WRITTEN REQUEST 1: According to the Toronto long-weekend guide below, on what date does Victoria Day fall in 2026?
WRITTEN REQUEST 2: Extend the Toronto long-weekend guide below, picking up after its final line.

ARTICLE:
+++++
There’s a specific kind of Toronto that only exists on long weekends.
Half the city has left for the cottage. The highways north are gridlocked by 8am Friday. The usual crowds at the market, the waterfront, the coffee shops — thinner. The city breathes differently. Parking spots appear on streets that normally have none. Restaurant wait times drop. The museums aren’t full. The parks are occupied but not packed.
For the people who stay — by choice or by circumstance — Toronto on a long weekend is one of the better versions of itself.
The problem is most people who stay don’t have a plan. They assumed they’d figure it out, or they feel vaguely guilty for not going somewhere, and they end up doing less than they would on a regular Saturday. They half-watch something, wander to the grocery store, and by Sunday evening feel like they wasted a gift.
This guide is for those people. The ones staying in Toronto this long weekend — any long weekend in 2026 — and wanting to actually use the time.
Here’s what to do.
First — Every Long Weekend in Toronto 2026 at a Glance
Before the activities, here’s the full calendar so you can plan:
Family Day — Monday, February 16, 2026. Four-day weekend opportunity if you take Friday the 13th off.
Good Friday — Friday, April 3, 2026 Easter long weekend runs April 3–6 (Good Friday through Easter Monday).
Victoria Day — Monday, May 18, 2026. Four-day weekend if you take Friday, May 15th off. The official start of Toronto’s summer.
Canada Day — Wednesday, July 1, 2026 Falls mid-week. Many people take the surrounding days off to create 4 days.
Civic Holiday (Simcoe Day) — Monday, August 3, 2026. Not a federally mandated statutory holiday, but observed by most Toronto employers. The August long weekend — the busiest cottage weekend of the year, which means Toronto itself is unusually quiet and pleasant.
Labour Day — Monday, September 7, 2026. Summer’s last long weekend. The CNE runs through Labour Day weekend. The Canadian International Air Show takes flight over the lakeshore.
Thanksgiving — Monday, October 12, 2026. Four-day weekend opportunity if you take Friday, October 9th, off. Fall foliage season in full effect.
Remembrance Day — Wednesday, November 11, 2026, Federal holiday. Some employers observe it.
Christmas/Boxing Day — December 25–26, 2026 The long stretch that closes out the year.
+++++
DATA EXTRACT:
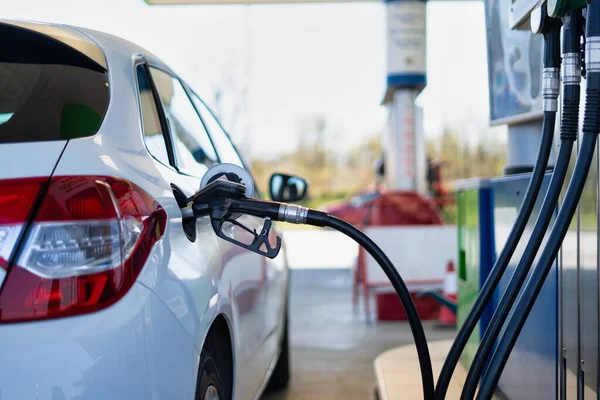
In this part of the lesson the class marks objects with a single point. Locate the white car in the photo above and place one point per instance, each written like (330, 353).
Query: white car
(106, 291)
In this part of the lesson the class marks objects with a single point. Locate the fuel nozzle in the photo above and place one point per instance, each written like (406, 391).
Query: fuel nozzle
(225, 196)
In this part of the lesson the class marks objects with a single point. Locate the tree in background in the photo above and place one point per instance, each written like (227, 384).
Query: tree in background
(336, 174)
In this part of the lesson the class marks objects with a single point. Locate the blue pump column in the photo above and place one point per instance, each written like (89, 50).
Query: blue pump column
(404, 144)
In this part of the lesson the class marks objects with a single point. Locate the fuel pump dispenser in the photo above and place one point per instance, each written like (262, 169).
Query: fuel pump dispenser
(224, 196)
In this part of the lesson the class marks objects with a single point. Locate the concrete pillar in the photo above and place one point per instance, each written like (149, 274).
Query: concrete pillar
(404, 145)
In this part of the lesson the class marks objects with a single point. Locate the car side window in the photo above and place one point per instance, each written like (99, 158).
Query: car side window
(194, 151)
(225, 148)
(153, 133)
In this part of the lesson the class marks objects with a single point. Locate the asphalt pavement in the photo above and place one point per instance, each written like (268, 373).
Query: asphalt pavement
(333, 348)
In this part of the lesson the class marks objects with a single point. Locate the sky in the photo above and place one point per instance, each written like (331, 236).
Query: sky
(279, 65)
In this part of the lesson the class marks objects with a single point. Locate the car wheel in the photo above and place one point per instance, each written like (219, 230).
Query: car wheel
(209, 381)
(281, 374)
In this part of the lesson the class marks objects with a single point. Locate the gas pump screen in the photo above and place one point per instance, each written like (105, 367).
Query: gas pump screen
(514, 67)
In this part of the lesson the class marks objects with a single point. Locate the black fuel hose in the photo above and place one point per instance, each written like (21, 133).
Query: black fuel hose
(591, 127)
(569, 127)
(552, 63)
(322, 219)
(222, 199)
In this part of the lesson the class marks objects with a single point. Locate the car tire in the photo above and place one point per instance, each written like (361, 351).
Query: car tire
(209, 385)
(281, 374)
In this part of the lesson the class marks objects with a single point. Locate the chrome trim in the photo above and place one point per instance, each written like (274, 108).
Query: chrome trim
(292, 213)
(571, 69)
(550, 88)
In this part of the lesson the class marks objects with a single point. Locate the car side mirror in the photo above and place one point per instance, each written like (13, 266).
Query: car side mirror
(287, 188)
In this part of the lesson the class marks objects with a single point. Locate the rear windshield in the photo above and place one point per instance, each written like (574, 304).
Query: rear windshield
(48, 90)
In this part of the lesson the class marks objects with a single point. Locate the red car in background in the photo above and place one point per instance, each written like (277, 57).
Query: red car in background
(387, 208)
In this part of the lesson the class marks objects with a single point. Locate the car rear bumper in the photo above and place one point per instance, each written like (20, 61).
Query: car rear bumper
+++++
WRITTEN ANSWER 1: Monday, May 18, 2026.

WRITTEN ANSWER 2:
That’s nine opportunities spread across the year. Each one has its own character depending on what’s open, what the weather is doing, and what the city looks like when the cottage crowd has left. Here’s how to use all of them.
The Activities — Organized by What You Actually Want
1. Make Something You’ll Keep — ZuoZuo Studio
This is the recommendation we lead with every long weekend guide we write, and the reason is simple: it’s the activity that produces the most consistent “I’m glad I did that” response.
ZuoZuo Studio in North York offers three hands-on creative experiences. All three are designed for people with no prior experience. All three produce something real you take home. All three run on Thursdays through Sundays, which covers most long weekend days directly.
Rug Tufting is our signature experience. You design a custom rug, choose from hundreds of yarn colors, and use a professional tufting gun to build it up loop by loop across a stretched canvas frame. Small rugs (50x50cm) run $110 and take two to three hours. Medium (70x70cm) is $138 and takes three to four hours. Large (90x90cm) is $178 for four to six hours. X-Large (100x120cm) is $210 for five to seven hours.
The long weekend is the best possible occasion for tufting, specifically because you have time you don’t normally have. A Medium or Large session on a Saturday morning bleeds into an afternoon you didn’t expect to enjoy as much as you do. Time disappears. You surface holding something you made, and the rest of the long weekend has a different quality because of it.

Fluid Bear Painting runs two to three hours. You choose a white bear figurine — sizes from $65 (9-inch) to $300 (29-inch) — and apply fluid acrylic paint in your colors. The physics of liquid on a curved surface do things you didn’t plan for. No two bears ever look the same. KAWS-style bears available from $85.
Pearl Jewelry Making runs 90 minutes to two hours. Open a live clam, reveal your pearl, craft it into jewelry. $150 Buy 1 Get 1 Free — two people, two pearls, two finished pieces. The best couples’ long weekend activity on this list by a distance.
Every session includes all materials, expert guidance, and the finished piece. Nothing extra at checkout.
Long weekend sessions fill up — especially August Civic Holiday weekend and Victoria Day. Book early at zuozuostudio.ca.
📍 1315 Lawrence Ave E, Unit 406, North York 📞 226-348-4177 | 📩 [email protected] 🕐 Thursday – Sunday | 12pm – 8pm
2. The Toronto Islands — Best When Everyone Else Has Left
Here’s the counterintuitive truth about the Toronto Islands on long weekends: the August Civic Holiday weekend, when half the city is at the cottage, is one of the better times to go.
The Islands are always popular. On a normal summer Saturday they’re genuinely crowded. But on Civic Holiday weekend in particular, the cottage exodus thins the crowd noticeably while the Islands themselves are at their summer best — warm, green, the lake cooperative, the skyline views unobstructed.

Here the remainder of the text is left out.